** BEGIN GIVEN RECORDS **
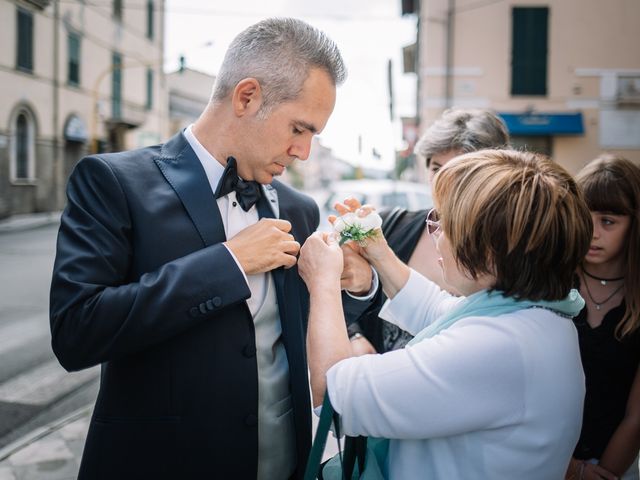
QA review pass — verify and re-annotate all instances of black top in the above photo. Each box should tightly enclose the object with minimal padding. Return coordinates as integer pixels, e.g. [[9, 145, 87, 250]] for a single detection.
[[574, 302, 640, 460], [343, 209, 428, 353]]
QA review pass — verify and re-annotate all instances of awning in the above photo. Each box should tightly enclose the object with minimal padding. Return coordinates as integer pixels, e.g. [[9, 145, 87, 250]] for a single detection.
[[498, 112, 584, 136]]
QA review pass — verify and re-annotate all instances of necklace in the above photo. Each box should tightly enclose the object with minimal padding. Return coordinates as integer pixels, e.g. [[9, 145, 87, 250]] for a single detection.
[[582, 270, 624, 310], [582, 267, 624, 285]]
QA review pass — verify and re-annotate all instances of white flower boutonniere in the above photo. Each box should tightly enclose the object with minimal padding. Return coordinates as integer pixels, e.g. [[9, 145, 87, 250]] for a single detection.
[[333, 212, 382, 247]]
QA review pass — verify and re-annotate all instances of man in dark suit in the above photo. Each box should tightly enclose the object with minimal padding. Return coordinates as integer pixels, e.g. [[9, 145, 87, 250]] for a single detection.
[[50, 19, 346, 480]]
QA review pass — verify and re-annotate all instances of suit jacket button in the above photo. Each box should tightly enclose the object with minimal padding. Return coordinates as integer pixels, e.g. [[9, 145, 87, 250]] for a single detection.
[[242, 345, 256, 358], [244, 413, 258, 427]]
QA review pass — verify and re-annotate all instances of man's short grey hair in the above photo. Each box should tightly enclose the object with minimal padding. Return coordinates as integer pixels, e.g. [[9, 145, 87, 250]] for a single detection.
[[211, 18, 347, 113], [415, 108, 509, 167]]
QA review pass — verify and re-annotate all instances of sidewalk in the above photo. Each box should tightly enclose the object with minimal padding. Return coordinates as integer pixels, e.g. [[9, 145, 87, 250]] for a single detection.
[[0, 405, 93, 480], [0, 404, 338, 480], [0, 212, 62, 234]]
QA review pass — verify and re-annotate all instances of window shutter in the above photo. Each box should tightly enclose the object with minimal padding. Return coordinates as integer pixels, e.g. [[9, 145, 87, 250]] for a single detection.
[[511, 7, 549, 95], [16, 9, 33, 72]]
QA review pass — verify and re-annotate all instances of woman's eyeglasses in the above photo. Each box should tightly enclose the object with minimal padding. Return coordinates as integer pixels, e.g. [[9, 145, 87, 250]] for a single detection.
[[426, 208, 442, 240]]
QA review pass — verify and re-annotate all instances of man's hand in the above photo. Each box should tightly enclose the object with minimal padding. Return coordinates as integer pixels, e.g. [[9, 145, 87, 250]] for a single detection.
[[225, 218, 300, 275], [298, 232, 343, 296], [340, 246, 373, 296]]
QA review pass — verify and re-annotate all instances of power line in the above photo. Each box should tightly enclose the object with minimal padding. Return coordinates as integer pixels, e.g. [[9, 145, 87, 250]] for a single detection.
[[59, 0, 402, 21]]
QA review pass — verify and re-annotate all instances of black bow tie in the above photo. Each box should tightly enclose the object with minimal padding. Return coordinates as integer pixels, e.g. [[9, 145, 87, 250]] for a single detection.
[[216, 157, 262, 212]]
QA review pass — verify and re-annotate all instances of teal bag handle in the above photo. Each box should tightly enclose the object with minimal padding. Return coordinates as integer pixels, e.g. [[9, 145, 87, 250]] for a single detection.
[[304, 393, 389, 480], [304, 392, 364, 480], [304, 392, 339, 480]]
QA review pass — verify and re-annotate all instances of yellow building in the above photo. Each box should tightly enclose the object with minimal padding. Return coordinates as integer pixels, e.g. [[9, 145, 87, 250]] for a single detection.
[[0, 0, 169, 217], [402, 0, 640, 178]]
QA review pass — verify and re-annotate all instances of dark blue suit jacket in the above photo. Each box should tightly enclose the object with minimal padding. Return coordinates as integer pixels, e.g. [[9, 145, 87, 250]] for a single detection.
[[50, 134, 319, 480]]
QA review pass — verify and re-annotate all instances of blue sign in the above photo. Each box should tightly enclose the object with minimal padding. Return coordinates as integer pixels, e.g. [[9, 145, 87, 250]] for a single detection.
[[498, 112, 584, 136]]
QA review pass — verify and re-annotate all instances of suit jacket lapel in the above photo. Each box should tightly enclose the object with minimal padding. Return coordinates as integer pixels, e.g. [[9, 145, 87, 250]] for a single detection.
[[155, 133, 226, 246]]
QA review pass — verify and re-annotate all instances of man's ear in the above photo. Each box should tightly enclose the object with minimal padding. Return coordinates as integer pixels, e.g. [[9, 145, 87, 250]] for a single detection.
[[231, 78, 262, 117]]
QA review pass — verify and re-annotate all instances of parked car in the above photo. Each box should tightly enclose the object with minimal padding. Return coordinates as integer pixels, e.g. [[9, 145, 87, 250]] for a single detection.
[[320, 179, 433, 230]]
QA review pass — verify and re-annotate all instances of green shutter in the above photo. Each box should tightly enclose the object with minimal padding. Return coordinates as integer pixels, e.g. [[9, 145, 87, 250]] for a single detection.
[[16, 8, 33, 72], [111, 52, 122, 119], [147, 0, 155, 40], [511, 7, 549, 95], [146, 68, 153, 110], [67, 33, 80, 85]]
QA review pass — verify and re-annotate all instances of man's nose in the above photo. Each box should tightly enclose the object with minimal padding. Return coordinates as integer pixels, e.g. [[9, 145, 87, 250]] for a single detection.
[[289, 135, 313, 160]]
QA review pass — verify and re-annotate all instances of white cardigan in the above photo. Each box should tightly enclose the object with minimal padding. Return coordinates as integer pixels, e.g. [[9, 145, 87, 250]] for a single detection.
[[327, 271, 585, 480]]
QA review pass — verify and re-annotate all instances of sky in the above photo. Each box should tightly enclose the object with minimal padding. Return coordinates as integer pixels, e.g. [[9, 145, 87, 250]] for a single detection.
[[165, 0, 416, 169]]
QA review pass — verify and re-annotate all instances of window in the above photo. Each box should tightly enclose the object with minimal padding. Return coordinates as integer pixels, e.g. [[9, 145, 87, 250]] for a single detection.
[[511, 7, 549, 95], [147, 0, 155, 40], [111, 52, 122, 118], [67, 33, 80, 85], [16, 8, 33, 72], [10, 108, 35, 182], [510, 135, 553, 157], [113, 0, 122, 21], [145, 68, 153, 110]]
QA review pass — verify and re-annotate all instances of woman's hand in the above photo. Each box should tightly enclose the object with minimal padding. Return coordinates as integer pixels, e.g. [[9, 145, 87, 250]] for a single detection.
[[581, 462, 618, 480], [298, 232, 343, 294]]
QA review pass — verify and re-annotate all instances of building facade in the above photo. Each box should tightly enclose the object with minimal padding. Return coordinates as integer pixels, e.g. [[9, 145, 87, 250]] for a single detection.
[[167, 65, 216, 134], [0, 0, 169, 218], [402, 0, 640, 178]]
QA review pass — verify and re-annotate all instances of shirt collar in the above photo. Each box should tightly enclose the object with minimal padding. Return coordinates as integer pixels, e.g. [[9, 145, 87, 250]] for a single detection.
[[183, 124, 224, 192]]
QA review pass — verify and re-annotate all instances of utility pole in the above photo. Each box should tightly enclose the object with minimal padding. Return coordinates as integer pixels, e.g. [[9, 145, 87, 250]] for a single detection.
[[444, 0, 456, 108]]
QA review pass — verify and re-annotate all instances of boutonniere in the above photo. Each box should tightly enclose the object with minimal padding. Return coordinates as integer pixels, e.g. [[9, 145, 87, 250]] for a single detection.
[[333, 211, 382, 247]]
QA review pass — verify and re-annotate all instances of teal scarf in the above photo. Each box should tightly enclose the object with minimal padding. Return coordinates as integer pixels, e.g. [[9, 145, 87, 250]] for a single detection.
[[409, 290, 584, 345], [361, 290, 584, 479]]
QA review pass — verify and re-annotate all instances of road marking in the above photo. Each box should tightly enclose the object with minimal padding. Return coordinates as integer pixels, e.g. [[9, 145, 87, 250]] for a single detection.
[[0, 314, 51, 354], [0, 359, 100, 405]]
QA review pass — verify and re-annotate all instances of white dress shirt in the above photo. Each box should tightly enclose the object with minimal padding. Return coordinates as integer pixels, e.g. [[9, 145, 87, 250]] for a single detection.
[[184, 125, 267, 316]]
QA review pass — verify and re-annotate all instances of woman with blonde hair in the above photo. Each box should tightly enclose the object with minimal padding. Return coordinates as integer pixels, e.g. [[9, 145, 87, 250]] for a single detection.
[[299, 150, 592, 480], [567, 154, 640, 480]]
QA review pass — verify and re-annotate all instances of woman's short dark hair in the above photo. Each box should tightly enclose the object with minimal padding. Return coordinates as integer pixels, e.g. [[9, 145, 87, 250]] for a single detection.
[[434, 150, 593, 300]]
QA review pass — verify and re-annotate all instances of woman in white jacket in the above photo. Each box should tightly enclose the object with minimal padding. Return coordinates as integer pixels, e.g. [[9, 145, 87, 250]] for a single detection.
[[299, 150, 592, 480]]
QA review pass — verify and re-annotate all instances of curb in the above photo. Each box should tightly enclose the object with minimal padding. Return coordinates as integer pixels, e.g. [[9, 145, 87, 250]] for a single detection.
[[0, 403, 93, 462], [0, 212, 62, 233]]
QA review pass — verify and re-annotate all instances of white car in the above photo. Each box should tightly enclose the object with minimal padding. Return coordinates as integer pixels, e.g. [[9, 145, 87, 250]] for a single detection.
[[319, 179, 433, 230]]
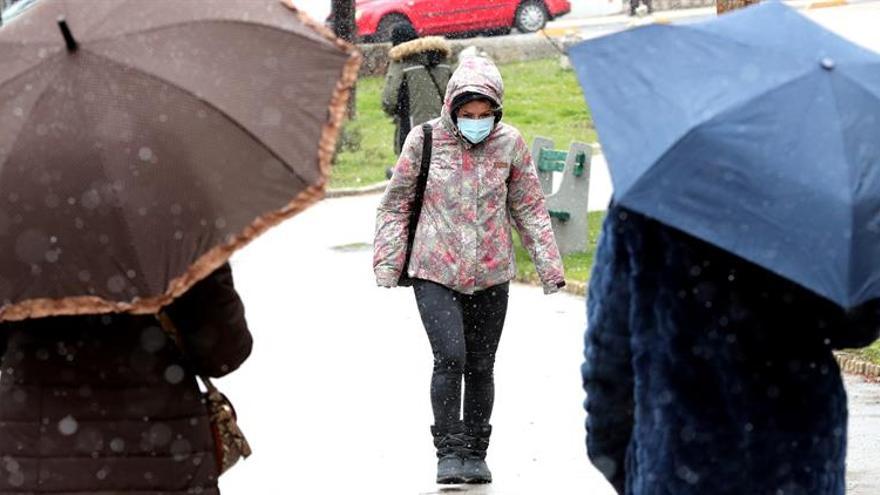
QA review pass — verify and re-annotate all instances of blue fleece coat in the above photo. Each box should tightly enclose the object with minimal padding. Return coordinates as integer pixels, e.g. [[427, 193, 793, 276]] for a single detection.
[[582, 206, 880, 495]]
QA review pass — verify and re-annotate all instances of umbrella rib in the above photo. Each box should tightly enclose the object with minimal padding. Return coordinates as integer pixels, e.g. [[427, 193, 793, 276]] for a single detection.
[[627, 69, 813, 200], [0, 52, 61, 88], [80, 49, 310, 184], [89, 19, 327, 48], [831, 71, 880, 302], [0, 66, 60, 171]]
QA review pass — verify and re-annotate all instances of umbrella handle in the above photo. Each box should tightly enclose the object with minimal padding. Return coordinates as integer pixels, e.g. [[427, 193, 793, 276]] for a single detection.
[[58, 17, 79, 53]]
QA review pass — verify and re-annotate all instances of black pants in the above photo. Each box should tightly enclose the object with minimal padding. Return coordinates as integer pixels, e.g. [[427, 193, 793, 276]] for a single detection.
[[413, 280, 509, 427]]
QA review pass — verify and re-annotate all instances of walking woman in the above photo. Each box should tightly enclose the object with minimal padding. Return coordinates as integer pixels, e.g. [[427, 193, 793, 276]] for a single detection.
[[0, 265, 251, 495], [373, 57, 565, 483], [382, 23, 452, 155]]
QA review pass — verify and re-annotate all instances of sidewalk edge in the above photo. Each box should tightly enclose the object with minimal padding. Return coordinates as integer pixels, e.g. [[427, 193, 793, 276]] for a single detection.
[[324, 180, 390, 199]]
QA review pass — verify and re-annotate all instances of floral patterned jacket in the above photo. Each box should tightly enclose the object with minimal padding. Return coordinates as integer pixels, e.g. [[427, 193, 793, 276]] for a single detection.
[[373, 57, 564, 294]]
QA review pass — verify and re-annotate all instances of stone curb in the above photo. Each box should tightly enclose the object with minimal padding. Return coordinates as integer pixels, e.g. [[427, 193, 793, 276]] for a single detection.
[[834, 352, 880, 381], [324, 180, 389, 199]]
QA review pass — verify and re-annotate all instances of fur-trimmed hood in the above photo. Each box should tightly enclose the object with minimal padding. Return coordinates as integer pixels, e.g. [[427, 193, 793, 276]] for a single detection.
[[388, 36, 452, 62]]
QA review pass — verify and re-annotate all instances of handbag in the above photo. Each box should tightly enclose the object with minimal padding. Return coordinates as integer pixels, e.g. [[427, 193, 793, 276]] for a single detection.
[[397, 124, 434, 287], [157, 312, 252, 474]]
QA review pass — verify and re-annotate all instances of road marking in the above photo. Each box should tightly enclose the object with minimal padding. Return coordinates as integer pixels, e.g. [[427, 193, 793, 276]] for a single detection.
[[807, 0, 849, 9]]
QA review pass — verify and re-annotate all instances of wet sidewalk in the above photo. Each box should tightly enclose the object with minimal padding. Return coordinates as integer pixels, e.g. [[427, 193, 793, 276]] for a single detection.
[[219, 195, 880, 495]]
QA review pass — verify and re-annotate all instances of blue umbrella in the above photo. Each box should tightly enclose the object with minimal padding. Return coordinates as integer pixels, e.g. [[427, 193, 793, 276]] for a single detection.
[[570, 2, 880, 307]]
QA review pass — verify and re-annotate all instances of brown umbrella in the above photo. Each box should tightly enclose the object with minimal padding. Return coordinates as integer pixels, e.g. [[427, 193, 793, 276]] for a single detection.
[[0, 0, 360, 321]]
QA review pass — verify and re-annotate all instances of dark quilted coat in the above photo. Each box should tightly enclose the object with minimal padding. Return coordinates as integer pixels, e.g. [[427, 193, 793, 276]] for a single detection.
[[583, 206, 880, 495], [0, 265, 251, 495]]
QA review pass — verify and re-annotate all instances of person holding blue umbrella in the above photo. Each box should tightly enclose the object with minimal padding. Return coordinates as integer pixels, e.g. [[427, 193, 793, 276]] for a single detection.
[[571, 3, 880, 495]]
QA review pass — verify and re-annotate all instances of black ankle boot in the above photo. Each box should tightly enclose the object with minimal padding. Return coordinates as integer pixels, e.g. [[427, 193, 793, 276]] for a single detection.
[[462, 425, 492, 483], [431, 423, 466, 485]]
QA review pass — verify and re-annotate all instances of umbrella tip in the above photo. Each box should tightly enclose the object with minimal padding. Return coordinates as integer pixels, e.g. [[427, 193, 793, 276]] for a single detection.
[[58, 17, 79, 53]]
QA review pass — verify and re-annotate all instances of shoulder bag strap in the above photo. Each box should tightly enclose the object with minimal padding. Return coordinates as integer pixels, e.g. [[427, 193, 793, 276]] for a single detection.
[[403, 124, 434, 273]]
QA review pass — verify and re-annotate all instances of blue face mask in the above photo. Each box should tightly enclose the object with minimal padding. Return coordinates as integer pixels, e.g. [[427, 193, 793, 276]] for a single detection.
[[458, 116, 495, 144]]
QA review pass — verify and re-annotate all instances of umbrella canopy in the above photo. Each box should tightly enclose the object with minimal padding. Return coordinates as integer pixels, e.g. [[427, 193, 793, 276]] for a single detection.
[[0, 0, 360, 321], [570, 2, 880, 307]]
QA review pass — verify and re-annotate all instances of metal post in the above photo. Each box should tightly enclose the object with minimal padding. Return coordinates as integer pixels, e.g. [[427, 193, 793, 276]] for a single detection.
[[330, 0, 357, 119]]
** END GIVEN RECORDS **
**THE PROBLEM**
Convert the entries from the line containing "of man's short" through the line containing "[[211, 18, 347, 113], [415, 108, 509, 167]]", inclusive, into a two-column CSV with columns named instruction and boxes. Give one row per entry, with its text and its answer each in a single quoted field and any line breaks replaced by spaces.

**SOLVED PROBLEM**
instruction,boxes
"QA review pass — verify and re-annotate all instances of man's short grey hair in the above photo. Each box should tightly enclose the object with minimal padding. Return coordinates as integer pixels, e.g. [[9, 145, 87, 250]] for a single detection.","[[211, 18, 347, 113], [415, 108, 509, 167]]"